** Opening Task input block **
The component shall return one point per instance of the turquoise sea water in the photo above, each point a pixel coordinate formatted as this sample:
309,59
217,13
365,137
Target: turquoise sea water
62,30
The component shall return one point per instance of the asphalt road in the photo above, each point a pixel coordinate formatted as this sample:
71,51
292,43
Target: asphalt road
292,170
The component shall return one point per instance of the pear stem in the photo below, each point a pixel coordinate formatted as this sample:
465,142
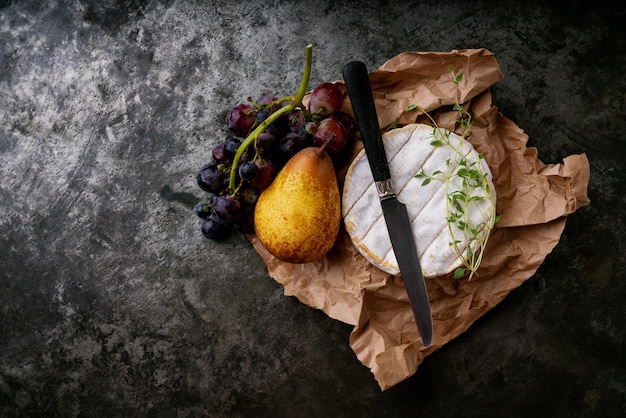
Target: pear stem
** Closing Task input block **
** Opening Task input block **
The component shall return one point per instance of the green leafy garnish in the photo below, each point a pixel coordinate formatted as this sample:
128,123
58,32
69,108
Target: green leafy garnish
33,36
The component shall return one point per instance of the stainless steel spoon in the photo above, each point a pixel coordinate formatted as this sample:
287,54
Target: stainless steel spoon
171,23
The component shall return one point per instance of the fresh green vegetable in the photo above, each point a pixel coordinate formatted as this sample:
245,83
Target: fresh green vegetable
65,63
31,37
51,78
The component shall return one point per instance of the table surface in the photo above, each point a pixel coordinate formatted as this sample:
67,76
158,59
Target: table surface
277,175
** Closing Task input block **
** Opening Task input block **
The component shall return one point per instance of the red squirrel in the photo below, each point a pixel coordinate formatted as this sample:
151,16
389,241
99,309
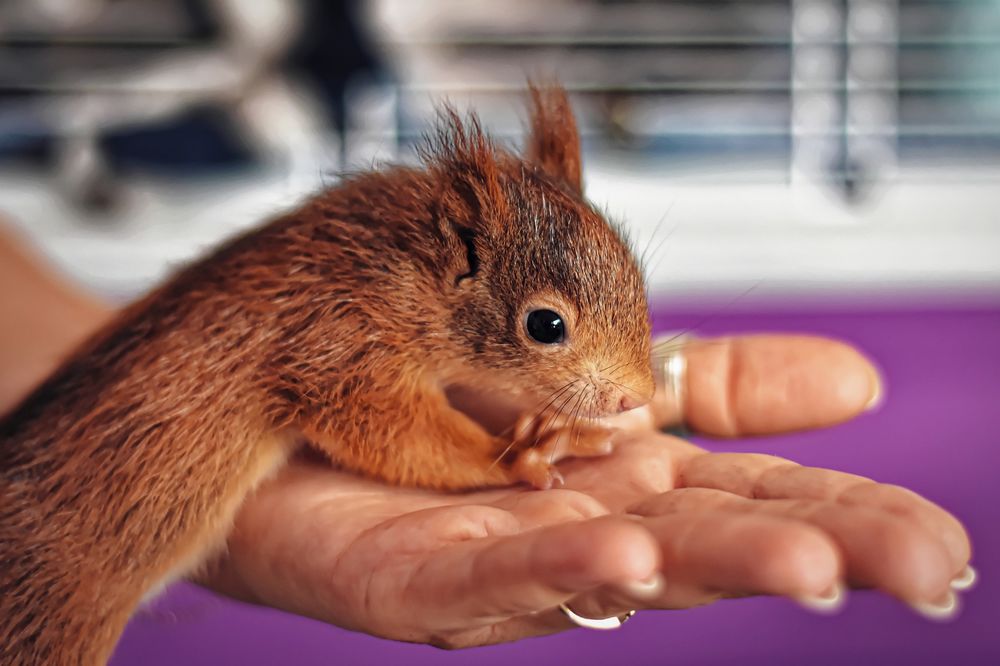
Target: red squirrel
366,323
** Closing Task input block **
> [Exercise]
Scan the records above for the string "coordinate", and copy every line where it turns up.

> [Answer space]
The component shall return one point per instance of the turquoise sea water in the photo above, each point a pixel coordinate formatted as this sample:
The component shall return one point per instance of the asphalt road in the photo above, each point a pixel coordinate formatted as this sample:
The component shall return one point per instance of the pear stem in the photo below, each point a pixel coordinate formatted as this sample:
The component shall return one point per instance of the green leafy garnish in the photo below, each point a pixel coordinate formatted as this sample:
The component shall return one point per instance of the stainless steel spoon in the photo above, each point a pixel coordinate formatted as this sample:
The component shall return one point per instance of the fresh green vegetable in the photo above, each point a pixel coordinate formatted as this sample:
The component shall return one point per instance of the table surface in the photo above, each point a pixel coordinate formatted as this sample:
The component shall return one point per instance of the red squirrel in the photo below, each point a pixel coordinate formatted as this sample:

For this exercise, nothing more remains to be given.